▶ **Stated task**
According to the Karnivool interview, which of the band's albums is Asymmetry?

** begin Source text **

Karnivool guitarists discuss Asymmetry album

(Image credit: Kane Hibbard)

From a 'Bag Of Dicks' to being a drummer at heart; the art of progression is a strange journey for some guitarists. Especially if you're in Total Guitar's favourite Australian musical combo Karnivool.

We met up with guitarists Drew Goddard and Mark Hosking for an in-depth talk about the writing, recording and gear behind the complex and ambitious beast that is their third album Asymmetry.

When you began thinking about writing this album, did you have discussions as a band about where you wanted to go next?

Drew: "There were a few discussions along the way, but generally we just tried to get into it and start writing. I think we knew we wanted to pursue the human element a lot more - to try and make it a lot more raw, a more realistic version with the listener in the room with the band. Warts 'n' all, but also holding true to the hi-fi aspect of Karnivool that we didn't want to lose. We were trying to hold on to the right balances."

In terms of guitars, was the balance between being raw and lush with the tones difficult to strike?

Drew: "It is a difficult balance to find. There are a lot of balances: the record is called Asymmetry, so we went two sides of the coin with a lot of things we do. It's almost like we're pushing in two directions a lot of the time. But as Jon [Stockman] our bass player said, 'Are we actually doing that or are we going round in a circle and finishing at the same point?' There's the dark and the light, and the raw and the produced. We try not to think about it too much."

Why did you choose Nick DiDia to produce?

Drew: "Well, he moved over to Byron Bay for a start, which is a place we wanted to hang out in! [laughs]"

** end Source text **
** begin Listing **

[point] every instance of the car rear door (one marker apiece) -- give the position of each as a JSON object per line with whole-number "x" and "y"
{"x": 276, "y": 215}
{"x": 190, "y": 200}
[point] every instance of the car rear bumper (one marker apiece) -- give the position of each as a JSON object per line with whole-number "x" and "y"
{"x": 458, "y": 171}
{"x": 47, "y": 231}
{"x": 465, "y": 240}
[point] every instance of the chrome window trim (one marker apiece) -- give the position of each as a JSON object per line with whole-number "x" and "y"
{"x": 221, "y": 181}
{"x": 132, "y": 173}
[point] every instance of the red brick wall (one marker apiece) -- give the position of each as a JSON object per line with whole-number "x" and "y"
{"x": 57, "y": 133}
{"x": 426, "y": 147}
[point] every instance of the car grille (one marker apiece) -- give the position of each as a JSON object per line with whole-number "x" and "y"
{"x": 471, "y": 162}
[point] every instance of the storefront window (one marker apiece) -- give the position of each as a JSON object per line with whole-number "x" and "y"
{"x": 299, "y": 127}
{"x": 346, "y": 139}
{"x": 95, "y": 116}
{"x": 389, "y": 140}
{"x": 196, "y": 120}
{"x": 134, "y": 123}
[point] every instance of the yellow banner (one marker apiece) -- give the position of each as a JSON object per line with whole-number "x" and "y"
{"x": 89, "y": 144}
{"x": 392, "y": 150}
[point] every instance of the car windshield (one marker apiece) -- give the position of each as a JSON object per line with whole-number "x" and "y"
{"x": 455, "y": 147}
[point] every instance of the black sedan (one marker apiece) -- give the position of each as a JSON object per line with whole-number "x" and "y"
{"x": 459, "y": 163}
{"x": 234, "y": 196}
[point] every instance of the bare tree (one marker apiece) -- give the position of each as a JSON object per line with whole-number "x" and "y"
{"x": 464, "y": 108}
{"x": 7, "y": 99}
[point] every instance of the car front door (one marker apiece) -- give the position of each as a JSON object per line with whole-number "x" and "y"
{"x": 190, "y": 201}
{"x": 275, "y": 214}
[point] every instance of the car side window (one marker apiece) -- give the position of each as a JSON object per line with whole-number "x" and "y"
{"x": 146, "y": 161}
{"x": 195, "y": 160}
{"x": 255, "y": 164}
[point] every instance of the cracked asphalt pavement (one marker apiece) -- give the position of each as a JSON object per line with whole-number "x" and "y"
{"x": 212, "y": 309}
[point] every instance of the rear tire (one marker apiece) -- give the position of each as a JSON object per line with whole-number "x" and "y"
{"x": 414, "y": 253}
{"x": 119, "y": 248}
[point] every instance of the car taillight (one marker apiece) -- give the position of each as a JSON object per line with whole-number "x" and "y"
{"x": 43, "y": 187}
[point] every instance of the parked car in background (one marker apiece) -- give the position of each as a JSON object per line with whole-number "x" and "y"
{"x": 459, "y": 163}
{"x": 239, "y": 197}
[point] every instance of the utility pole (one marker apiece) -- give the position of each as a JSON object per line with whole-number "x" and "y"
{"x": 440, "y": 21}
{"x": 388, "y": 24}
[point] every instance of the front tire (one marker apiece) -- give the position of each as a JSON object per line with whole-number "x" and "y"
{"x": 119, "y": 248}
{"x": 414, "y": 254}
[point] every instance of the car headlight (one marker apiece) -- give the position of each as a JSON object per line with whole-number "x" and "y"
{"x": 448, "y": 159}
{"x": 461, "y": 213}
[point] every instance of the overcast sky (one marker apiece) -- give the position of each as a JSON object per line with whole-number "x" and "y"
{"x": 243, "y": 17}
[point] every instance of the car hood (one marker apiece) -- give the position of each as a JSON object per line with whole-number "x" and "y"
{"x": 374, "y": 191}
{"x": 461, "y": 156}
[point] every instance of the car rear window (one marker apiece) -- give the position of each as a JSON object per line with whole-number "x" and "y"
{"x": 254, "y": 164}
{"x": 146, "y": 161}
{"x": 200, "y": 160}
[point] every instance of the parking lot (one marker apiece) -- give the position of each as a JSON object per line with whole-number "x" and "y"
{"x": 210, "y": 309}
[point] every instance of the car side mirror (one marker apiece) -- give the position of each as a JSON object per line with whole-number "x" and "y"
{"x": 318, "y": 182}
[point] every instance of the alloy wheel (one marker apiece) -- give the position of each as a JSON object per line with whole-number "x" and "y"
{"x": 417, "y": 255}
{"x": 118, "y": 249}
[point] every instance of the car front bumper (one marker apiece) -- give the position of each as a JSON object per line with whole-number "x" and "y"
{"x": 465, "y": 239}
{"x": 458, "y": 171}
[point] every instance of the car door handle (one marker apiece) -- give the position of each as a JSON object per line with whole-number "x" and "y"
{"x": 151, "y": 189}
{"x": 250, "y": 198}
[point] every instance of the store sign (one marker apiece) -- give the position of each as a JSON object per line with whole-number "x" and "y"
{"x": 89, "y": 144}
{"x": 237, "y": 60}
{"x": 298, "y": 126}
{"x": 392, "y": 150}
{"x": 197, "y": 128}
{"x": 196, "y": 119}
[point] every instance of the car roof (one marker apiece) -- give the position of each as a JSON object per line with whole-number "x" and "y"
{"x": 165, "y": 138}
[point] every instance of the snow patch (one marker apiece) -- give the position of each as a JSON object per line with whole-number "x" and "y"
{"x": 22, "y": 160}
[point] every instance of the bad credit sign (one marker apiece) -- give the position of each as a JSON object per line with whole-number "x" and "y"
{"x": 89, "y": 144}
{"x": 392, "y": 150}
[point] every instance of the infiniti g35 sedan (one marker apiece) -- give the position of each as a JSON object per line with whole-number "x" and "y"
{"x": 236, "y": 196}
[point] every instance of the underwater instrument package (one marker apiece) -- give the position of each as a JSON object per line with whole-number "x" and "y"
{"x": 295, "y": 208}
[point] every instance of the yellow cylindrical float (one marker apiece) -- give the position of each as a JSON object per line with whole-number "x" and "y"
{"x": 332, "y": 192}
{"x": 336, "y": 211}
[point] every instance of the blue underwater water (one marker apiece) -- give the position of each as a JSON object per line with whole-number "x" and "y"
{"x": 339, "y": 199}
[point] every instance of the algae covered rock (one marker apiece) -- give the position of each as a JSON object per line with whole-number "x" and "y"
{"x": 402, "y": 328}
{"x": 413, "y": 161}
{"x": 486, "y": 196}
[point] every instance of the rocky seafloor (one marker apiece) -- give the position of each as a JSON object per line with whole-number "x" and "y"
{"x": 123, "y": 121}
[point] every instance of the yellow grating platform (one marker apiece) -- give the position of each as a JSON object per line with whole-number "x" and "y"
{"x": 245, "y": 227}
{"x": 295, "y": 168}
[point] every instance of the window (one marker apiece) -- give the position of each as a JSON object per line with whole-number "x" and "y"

** end Listing **

▶ **Response to this task**
It is their third album.